*** Block opens ***

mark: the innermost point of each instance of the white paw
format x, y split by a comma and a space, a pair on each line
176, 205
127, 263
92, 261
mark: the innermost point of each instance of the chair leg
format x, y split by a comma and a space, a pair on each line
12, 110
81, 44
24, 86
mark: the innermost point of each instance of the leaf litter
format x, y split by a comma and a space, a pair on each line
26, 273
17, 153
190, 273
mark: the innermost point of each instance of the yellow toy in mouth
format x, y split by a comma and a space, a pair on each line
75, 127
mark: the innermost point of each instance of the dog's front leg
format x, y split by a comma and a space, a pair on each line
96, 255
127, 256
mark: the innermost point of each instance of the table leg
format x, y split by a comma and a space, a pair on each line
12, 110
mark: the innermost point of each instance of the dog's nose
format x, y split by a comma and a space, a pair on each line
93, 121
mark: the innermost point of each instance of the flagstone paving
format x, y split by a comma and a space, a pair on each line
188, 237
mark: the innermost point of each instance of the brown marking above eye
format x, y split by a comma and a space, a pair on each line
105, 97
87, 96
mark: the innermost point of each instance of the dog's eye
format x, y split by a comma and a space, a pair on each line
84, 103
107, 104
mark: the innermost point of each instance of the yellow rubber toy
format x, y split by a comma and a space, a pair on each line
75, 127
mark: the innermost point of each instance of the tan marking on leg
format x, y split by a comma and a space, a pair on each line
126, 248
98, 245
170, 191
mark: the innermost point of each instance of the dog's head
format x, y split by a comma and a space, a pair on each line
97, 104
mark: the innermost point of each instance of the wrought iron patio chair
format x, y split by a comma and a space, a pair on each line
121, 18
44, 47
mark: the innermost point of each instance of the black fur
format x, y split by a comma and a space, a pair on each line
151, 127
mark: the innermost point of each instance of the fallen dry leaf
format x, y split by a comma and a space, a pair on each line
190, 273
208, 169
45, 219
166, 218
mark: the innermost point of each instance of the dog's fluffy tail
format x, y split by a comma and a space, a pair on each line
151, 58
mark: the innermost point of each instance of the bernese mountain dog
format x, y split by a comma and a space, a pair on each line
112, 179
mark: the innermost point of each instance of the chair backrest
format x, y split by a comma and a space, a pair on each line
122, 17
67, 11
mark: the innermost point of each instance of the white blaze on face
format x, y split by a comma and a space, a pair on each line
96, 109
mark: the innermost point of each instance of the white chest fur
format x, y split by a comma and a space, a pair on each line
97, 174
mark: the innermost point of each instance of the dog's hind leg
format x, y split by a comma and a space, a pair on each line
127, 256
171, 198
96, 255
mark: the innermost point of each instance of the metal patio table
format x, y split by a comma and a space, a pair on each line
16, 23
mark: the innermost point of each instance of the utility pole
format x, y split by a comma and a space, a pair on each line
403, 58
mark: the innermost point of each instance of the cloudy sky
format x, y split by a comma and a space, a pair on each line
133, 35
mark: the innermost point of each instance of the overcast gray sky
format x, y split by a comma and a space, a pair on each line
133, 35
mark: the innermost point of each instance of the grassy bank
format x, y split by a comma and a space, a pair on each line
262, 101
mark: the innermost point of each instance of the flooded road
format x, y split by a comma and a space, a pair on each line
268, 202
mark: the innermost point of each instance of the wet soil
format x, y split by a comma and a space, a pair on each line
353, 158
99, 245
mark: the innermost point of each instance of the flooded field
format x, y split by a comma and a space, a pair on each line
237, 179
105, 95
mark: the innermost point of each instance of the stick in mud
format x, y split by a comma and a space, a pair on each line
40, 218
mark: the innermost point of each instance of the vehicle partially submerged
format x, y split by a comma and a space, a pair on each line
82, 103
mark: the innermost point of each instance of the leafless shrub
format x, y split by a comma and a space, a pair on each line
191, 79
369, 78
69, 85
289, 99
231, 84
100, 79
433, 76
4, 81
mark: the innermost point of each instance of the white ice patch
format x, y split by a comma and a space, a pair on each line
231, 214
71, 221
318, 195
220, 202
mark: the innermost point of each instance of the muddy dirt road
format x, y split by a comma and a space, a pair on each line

*** Block closes ***

Copy out each record exactly as given, omitting none.

Solution to this problem:
mark: the innermost point of each instance of the white paw
format x, y split by a comma and a space, a pair on each line
176, 205
127, 263
92, 261
mark: the innermost point of each instance of the chair leg
format x, y split by a comma and a space, a pair on each line
12, 110
81, 44
24, 86
mark: the innermost point of each instance of the leaf litter
format x, y split by a comma and a space, a pair on each line
26, 273
17, 153
190, 273
mark: the innermost point of each instance of the yellow toy in mouth
format x, y split by a comma and a space, a pair on each line
75, 127
mark: the innermost point of each instance of the dog's front leg
format x, y split by a comma and a space, a pair on each line
96, 255
127, 256
mark: the innermost point of each instance of the table leg
format x, y split by a comma and a space, a pair on each line
12, 110
mark: the innermost point of each instance of the dog's nose
format x, y split by a comma and a space, a pair on each line
93, 121
mark: the innermost point of each instance of the flagstone paving
format x, y split by a comma and a space, a pair on each line
188, 237
mark: the innermost point of each instance of the brown marking above eye
format x, y split by a comma and a space, a pair on each line
105, 97
87, 96
mark: the innermost point of each instance of the dog's eye
format x, y split by a comma and a space, a pair on each line
84, 103
107, 104
mark: the innermost point of each instance of the yellow rubber toy
format x, y split by a comma and a space, a pair on each line
75, 127
mark: the innermost point of each instance of the tan marking on leg
format x, y split by a comma and a space, a pair on each line
126, 248
98, 245
170, 191
mark: the innermost point of each instance of the dog's head
format x, y split by a comma and a space, a pair on each line
97, 104
mark: the innermost point of each instance of the wrought iron patio chair
format x, y split by a comma and a space, a pair on each line
121, 18
44, 47
mark: the innermost point of each instance of the black fur
format x, y split by a comma and a space, a pair on each line
151, 127
mark: the innermost point of each instance of the fallen dry leaf
format x, y split by a comma and a space, a pair on each line
190, 273
208, 169
45, 219
166, 218
mark: the innermost point of each instance of the dog's fluffy tail
format x, y split by a comma and a space, a pair on each line
151, 58
mark: the innermost point of each instance of the bernese mountain dog
format x, y split by a comma and a space, a pair on each line
112, 179
mark: the innermost point of each instance of the chair backrest
format x, y split by a comma and a space, a pair on each line
122, 17
67, 11
mark: the innermost point of each instance of the white blaze on face
format x, y split by a comma and a space, a pair on each line
96, 109
mark: the innermost point of each instance of the white chest fur
format x, y split by a comma and a space, a pair on each line
97, 174
mark: the innermost point of each instance of the dog's hind leg
format x, y split by a comma and a space, a pair on each line
127, 256
171, 198
96, 255
mark: the innermost point of each instance of the metal patio table
format x, y split by a comma and a space, a pair on each line
16, 23
mark: the innermost point of each instance of the utility pole
format x, y split by a comma and a space, a pair on each line
403, 58
mark: the innermost point of each instance of the cloudy sky
format x, y split by a comma and a space, a pair on each line
133, 35
mark: the innermost point of each instance of the overcast gray sky
format x, y split by a comma and a space, a pair on each line
133, 35
mark: the innermost point of each instance of the grassy bank
format x, y split by a comma and a space, a pair on each line
262, 101
mark: the innermost point of each instance of the flooded road
format x, y split by a comma and a space, a pair on each line
268, 202
mark: the innermost point of each instance of the wet soil
format x, y split by a comma and a space, a pair on each line
353, 158
99, 245
mark: the innermost point of each instance of the flooded field
format x, y split by a comma and a space, a pair on each line
237, 179
105, 95
mark: the innermost point of each instance of the stick in mud
format x, y split by a comma and a space, a pair on each line
40, 218
mark: the innermost point of each instance of the vehicle partially submerged
format x, y split by a comma and a space, a pair on each line
82, 103
mark: the innermost point of each instance of the leafless shrub
format x, y split by a comma and a space, a pair on each line
191, 79
369, 78
69, 85
289, 99
231, 84
100, 79
433, 76
4, 81
mark: the innermost point of each instance of the white ice patch
format x, y split by a comma and a space, a pair on each line
231, 214
71, 221
318, 195
220, 202
mark: the innermost point of each instance of the muddy dirt road
format x, y split by a comma and a space, a pair on each line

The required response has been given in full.